> SELECTED EXCERPT
There is nothing that I love to hate more than positive affirmations; well, that and mirror selfies … my only problem with that being that in this scenario I couldn’t get a picture of my hated positive affirmations that were taped to a mirror without falling victim to the dreaded mirror selfie. So, I put on my favorite sweater, a brave face, and obviously windex-ed the mirror before I took the shot–if a mirror selfie is required you’re crazy if you think I’m gonna add insult to injury with a dirty, spotted mirror.
Wow, I’m not sure but I think I just created a new drinking game – for all you non-alcoholic drinkers like myself, this is where a good Martinelli’s or a dirty Dr. Pepper comes in really handy – every time I use the words “mirror selfie” take a drink and I’m positive that even your dirty Dr. Pepper is gonna leave you a little tipsy from how much the words “mirror selfie” are overused.
I believe this is me stalling. How am I doing so far?
Great, right? That’s what I thought.
If you know me at all you understand that stalling is my way to try and stave off the vulnerability. I am a champion staller and deflector; if there was a Superbowl for this I would be the uncontested reigning champ, 21 years running. It comes from years of not wanting to talk about myself for two main reasons: 1) My secrets often created the necessity to lie, and I hate lying–it’s triggering for me; and 2) I believed if people really knew me they would hate me as much as I did, and no one wants that type of rejection.
So, I honed my skills of focusing on the other person–whomever it was–and seeking to get to know them. If we were talking and you asked a question about me, I could give you the perfect amount of surface information, that wouldn’t look like surface information, before dancing myself into the end zone as I came at you with two perfectly timed questions that would get the conversation off of me and in the comfortable direction of all things you.
I don’t believe I did this cunningly, it really was my survival tool and it worked because I honestly love listening to people; I love to hear someone else’s story and catch up on what is happening in their life. So, I became the champion staller and deflector. It has served me well–it has given me my career and allowed me to learn and grow from so many of the great people in my life. The negative side to it, however, is that I have been creating a pattern of self-hatred and self-rejection for many years–protecting myself by hating me first so that if others did reject me, it didn’t matter because I had already beaten them to it and hurt more than they ever could, all in the hopes that the rejection of others wouldn’t hurt.

> DATASET ROWS
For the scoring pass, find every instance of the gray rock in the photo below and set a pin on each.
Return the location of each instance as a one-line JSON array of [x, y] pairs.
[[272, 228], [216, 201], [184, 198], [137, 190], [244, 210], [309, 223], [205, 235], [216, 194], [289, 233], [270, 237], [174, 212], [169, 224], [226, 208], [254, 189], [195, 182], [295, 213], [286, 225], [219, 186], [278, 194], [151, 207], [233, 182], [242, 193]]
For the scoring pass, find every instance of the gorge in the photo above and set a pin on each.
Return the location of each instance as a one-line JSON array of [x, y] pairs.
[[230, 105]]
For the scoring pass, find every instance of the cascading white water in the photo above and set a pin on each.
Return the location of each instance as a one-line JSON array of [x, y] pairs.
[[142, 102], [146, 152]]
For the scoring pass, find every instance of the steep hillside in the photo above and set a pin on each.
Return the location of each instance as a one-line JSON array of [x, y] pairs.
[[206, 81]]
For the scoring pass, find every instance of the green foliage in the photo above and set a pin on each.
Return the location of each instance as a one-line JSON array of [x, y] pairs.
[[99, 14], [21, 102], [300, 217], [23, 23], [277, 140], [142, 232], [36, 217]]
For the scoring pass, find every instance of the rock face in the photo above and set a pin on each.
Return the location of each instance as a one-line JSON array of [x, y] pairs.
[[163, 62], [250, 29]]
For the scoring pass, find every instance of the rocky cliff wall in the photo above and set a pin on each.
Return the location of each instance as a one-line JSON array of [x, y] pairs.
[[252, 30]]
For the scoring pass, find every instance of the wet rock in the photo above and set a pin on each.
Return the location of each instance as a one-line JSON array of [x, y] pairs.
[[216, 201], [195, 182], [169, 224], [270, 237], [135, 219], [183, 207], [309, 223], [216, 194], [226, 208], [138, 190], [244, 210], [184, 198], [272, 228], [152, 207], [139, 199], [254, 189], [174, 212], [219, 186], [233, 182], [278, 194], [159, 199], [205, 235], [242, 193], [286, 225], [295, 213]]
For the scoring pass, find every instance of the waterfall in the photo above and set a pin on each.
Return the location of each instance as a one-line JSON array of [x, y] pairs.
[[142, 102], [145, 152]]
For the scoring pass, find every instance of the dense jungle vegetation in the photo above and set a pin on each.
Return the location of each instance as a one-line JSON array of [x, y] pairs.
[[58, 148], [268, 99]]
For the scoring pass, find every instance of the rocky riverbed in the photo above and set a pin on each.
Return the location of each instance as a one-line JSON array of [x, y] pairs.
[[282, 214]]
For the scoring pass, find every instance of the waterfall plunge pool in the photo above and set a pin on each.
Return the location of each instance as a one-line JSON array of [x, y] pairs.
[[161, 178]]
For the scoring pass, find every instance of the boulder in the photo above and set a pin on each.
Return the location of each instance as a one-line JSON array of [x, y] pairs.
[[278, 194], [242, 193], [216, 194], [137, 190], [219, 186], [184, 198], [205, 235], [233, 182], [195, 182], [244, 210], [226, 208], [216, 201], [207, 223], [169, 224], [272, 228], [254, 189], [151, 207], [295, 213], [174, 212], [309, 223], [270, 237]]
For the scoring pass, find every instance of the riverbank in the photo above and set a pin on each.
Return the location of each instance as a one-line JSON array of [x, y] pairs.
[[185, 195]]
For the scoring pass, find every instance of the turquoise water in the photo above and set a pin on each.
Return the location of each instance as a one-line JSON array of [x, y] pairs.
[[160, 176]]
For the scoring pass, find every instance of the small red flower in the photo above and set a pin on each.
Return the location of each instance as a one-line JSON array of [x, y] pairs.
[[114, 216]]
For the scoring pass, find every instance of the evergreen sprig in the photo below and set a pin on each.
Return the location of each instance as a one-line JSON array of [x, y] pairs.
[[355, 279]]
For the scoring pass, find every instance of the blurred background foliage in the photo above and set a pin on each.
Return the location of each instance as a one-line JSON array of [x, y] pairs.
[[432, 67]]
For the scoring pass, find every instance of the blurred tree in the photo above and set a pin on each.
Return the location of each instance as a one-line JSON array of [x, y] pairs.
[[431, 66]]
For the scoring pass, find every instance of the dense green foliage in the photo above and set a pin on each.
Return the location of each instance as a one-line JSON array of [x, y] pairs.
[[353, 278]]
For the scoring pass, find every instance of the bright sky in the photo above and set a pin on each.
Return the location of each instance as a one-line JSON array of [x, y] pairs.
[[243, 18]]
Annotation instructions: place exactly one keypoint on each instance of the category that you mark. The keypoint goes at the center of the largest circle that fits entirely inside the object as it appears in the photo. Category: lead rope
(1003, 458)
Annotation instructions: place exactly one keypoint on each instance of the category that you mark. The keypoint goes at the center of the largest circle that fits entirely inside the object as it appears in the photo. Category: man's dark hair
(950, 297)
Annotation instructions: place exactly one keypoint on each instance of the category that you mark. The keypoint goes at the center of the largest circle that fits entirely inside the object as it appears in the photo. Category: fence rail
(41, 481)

> REQUIRED WORK
Copy out the whole essay on positive affirmations and stalling, word for word.

> TASK ANSWER
There is nothing that I love to hate more than positive affirmations; well, that and mirror selfies … my only problem with that being that in this scenario I couldn’t get a picture of my hated positive affirmations that were taped to a mirror without falling victim to the dreaded mirror selfie. So, I put on my favorite sweater, a brave face, and obviously windex-ed the mirror before I took the shot–if a mirror selfie is required you’re crazy if you think I’m gonna add insult to injury with a dirty, spotted mirror.
Wow, I’m not sure but I think I just created a new drinking game – for all you non-alcoholic drinkers like myself, this is where a good Martinelli’s or a dirty Dr. Pepper comes in really handy – every time I use the words “mirror selfie” take a drink and I’m positive that even your dirty Dr. Pepper is gonna leave you a little tipsy from how much the words “mirror selfie” are overused.
I believe this is me stalling. How am I doing so far?
Great, right? That’s what I thought.
If you know me at all you understand that stalling is my way to try and stave off the vulnerability. I am a champion staller and deflector; if there was a Superbowl for this I would be the uncontested reigning champ, 21 years running. It comes from years of not wanting to talk about myself for two main reasons: 1) My secrets often created the necessity to lie, and I hate lying–it’s triggering for me; and 2) I believed if people really knew me they would hate me as much as I did, and no one wants that type of rejection.
So, I honed my skills of focusing on the other person–whomever it was–and seeking to get to know them. If we were talking and you asked a question about me, I could give you the perfect amount of surface information, that wouldn’t look like surface information, before dancing myself into the end zone as I came at you with two perfectly timed questions that would get the conversation off of me and in the comfortable direction of all things you.
I don’t believe I did this cunningly, it really was my survival tool and it worked because I honestly love listening to people; I love to hear someone else’s story and catch up on what is happening in their life. So, I became the champion staller and deflector. It has served me well–it has given me my career and allowed me to learn and grow from so many of the great people in my life. The negative side to it, however, is that I have been creating a pattern of self-hatred and self-rejection for many years–protecting myself by hating me first so that if others did reject me, it didn’t matter because I had already beaten them to it and hurt more than they ever could, all in the hopes that the rejection of others wouldn’t hurt.